## Set problem 1
Please rewrite the paragraph beginning "To determine if the abbreviation is valid" from the word abbreviation problem below in a shorter form, keeping its main facts.
## Set problem 2
Write the next part of the word abbreviation problem below, picking up after its last sentence.

## Passage to read
= = = = = = =

408. Valid Word Abbreviation

Problem Statement

link: LeetCode.cn LeetCode A string can be abbreviated by replacing any number of non-adjacent, non-empty substrings with their lengths. The lengths should not have leading zeros.

For example, a string such as “substitution” could be abbreviated as (but not limited to):

“s10n” (“s ubstitutio n”) “sub4u4” (“sub stit u tion”) “12” (“substitution”) “su3i1u2on” (“su bst i t u ti on”) “substitution” (no substrings replaced) The following are not valid abbreviations:

“s55n” (“s ubsti tutio n”, the replaced substrings are adjacent) “s010n” (has leading zeros) “s0ubstitution” (replaces an empty substring) Given a string word and an abbreviation abbr, return whether the string matches the given abbreviation.

A substring is a contiguous non-empty sequence of characters within a string.

Example:

Input: word = "internationalization", abbr = "i12iz4n" Output: true

Input: word = "apple", abbr = "a2e" Output: false

Solution Approach

To determine if the abbreviation is valid, the algorithm iterates through the abbreviation while adjusting the index of the original word based on the digits, ensuring that characters and their positions match accordingly without skipping or misplacing characters.

= = = = = = =

## Items

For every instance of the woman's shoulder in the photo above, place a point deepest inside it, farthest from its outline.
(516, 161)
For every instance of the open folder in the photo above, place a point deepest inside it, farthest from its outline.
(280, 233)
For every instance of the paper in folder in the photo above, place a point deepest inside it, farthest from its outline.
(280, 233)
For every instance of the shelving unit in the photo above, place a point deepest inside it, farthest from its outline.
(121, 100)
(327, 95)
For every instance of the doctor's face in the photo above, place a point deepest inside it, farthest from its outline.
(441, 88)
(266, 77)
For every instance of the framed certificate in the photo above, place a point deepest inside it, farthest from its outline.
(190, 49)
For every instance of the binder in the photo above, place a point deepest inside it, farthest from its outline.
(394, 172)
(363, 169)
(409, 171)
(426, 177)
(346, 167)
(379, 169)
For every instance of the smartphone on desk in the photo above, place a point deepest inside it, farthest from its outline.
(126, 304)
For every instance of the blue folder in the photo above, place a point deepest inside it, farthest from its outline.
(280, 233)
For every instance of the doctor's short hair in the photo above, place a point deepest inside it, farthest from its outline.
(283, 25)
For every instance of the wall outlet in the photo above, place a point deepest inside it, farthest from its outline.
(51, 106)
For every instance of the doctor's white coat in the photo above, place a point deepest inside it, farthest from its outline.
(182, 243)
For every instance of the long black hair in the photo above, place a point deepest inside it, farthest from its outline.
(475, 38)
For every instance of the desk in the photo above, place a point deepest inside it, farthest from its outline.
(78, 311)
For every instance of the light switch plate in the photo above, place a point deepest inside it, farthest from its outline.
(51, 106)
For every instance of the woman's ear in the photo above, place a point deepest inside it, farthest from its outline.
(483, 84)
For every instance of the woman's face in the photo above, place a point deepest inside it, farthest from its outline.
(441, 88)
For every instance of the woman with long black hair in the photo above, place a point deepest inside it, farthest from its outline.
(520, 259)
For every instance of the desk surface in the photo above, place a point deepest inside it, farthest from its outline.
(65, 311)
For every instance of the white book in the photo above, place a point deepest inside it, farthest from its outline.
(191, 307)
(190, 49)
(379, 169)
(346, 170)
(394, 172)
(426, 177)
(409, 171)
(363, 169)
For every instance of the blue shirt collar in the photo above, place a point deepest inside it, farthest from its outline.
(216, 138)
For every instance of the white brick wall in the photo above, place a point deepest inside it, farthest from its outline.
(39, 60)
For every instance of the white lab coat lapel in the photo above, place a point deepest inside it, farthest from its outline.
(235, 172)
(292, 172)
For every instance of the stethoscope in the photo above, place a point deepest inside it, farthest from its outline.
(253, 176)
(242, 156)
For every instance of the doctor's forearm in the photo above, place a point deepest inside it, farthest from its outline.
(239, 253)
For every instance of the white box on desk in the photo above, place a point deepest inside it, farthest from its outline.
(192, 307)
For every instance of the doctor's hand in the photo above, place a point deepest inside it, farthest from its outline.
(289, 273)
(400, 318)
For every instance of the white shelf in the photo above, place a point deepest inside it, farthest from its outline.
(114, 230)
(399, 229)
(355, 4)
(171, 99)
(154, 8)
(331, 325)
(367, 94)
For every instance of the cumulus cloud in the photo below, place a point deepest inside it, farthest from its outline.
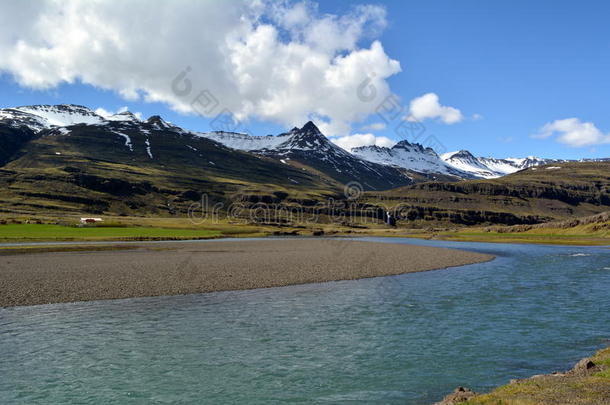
(573, 132)
(428, 107)
(376, 126)
(353, 141)
(278, 61)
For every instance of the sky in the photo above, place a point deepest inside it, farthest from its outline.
(503, 78)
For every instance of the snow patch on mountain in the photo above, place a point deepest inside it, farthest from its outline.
(408, 156)
(127, 140)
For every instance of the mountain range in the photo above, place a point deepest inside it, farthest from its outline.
(70, 159)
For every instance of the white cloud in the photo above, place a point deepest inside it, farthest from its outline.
(573, 132)
(376, 126)
(353, 141)
(282, 62)
(428, 107)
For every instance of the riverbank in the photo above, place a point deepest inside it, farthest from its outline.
(151, 229)
(588, 383)
(198, 267)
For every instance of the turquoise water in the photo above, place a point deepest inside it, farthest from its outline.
(406, 339)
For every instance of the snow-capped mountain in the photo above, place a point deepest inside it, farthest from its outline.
(308, 146)
(39, 117)
(409, 156)
(461, 164)
(487, 167)
(373, 166)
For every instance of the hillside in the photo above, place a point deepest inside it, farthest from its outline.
(534, 195)
(136, 168)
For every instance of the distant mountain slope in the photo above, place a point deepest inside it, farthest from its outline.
(409, 156)
(488, 168)
(460, 165)
(124, 165)
(539, 194)
(308, 146)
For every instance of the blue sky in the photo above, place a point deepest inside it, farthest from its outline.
(509, 67)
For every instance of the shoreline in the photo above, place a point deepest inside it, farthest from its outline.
(587, 383)
(170, 268)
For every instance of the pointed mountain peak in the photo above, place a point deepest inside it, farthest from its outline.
(460, 154)
(311, 127)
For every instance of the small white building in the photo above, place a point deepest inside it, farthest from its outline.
(90, 220)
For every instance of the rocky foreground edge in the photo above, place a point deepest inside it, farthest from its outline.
(587, 383)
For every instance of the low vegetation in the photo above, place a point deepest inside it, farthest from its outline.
(587, 384)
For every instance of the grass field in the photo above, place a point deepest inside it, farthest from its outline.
(43, 232)
(582, 390)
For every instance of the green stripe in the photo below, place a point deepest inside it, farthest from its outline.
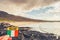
(9, 32)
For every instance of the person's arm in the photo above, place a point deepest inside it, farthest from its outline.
(5, 37)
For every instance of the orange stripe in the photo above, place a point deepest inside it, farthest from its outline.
(16, 33)
(9, 38)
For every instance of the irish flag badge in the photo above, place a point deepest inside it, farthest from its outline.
(12, 31)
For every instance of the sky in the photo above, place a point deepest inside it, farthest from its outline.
(35, 9)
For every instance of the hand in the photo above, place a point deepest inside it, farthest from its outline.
(5, 37)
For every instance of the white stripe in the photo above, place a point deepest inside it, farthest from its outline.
(12, 33)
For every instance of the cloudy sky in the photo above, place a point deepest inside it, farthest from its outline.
(35, 9)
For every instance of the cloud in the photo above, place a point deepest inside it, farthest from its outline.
(21, 7)
(30, 4)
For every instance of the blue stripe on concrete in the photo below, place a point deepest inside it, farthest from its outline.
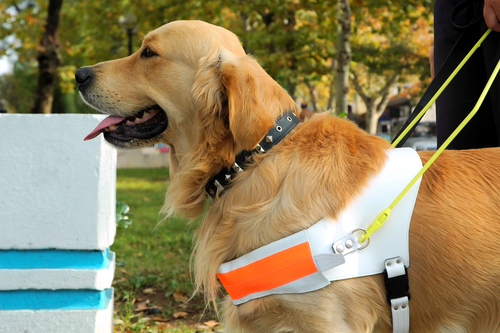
(75, 259)
(55, 299)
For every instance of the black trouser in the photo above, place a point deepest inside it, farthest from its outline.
(459, 98)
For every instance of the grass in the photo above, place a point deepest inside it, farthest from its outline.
(152, 280)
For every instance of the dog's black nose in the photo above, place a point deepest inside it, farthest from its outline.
(83, 77)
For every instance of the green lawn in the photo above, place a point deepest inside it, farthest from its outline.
(153, 262)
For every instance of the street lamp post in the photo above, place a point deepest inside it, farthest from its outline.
(129, 23)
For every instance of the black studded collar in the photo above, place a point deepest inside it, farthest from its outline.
(282, 126)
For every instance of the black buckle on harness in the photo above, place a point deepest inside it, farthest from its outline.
(397, 286)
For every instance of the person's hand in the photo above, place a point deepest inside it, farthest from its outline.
(491, 14)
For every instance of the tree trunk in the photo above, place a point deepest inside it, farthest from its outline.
(344, 56)
(374, 111)
(48, 61)
(312, 94)
(331, 97)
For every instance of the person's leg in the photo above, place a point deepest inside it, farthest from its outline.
(491, 56)
(459, 98)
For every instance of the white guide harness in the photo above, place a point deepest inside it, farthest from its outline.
(329, 250)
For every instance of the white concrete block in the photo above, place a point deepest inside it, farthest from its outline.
(59, 278)
(98, 320)
(56, 191)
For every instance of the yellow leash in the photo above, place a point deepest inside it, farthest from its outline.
(384, 215)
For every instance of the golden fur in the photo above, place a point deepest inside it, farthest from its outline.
(218, 101)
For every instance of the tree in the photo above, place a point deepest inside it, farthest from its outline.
(49, 60)
(344, 55)
(389, 43)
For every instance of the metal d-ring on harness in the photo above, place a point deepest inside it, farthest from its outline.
(396, 277)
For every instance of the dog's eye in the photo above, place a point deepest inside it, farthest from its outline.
(147, 53)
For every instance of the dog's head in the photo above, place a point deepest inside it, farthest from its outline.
(190, 86)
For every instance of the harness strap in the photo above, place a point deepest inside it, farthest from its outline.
(396, 284)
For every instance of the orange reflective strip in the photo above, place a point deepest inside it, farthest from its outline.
(270, 272)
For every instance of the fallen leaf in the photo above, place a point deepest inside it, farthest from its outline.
(179, 297)
(148, 291)
(178, 315)
(211, 323)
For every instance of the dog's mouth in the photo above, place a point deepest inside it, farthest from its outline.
(145, 124)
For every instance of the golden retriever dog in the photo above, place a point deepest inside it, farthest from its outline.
(192, 86)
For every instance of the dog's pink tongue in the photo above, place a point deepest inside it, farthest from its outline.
(111, 120)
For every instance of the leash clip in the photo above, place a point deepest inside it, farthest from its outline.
(350, 243)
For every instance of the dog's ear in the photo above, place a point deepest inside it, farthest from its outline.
(244, 84)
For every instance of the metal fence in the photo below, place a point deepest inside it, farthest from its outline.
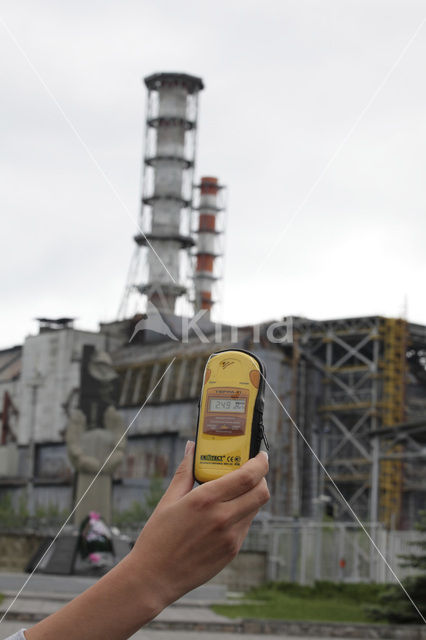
(306, 551)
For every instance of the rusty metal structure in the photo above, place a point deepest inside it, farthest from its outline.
(159, 267)
(365, 388)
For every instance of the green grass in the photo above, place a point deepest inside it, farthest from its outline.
(324, 602)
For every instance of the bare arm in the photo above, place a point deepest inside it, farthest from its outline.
(189, 538)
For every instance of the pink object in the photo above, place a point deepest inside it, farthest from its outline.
(94, 557)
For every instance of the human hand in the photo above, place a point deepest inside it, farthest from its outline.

= = = = = = =

## Task result 1
The algorithm scans the abbreviation, moves the index in the word forward by each number it reads, and checks that every character matches the word at its position, with nothing skipped or misplaced.

## Task result 2
Algorithm

1. Parse the Abbreviation: Iterate through each character of the abbreviation. If it’s a digit, build the full number to determine how many characters to skip in the original word.2
2. Match Characters: As you parse digits, skip the corresponding number of characters in the original word. When encountering a letter, check if it matches the current character in the original word.
3. Verify End Conditions: Ensure that after processing all characters in the abbreviation, any remaining characters in the original word correspond to the last parsed number or are empty, confirming that the abbreviation fully matches the original word.

   Complexity

   time complexity: O(n + m) space complexity: O(1)

Implement

    class Solution:
    def validWordAbbreviation(self, word: str, abbr: str) -> bool:
        digit, idx = 0, 0
        for i in range(len(abbr)):
            if abbr[i] == '0' and digit == 0:
                return False
            if abbr[i].isdigit():
                digit = digit * 10 + int(abbr[i])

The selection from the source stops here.